• [Problem to work on] What lines in the records below contain the string "given"? Copy every one.

• [Data]
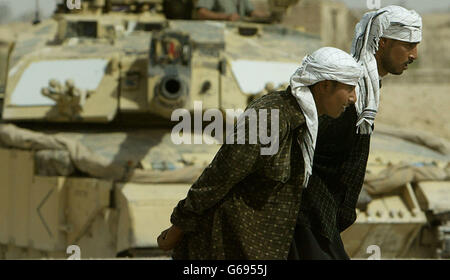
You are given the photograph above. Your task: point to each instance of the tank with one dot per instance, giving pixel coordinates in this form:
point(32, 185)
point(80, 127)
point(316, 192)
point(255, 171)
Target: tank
point(88, 155)
point(403, 209)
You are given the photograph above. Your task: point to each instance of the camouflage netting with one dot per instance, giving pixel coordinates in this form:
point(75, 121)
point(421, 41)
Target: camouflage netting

• [Task output]
You are given the photograph above. Your task: point to each instance of the tank with one dot per instance, giving pixel coordinates in this form:
You are given the photograph above. Your task: point to each instance of the camouflage netting with one dot per instance, giving pixel coordinates in this form:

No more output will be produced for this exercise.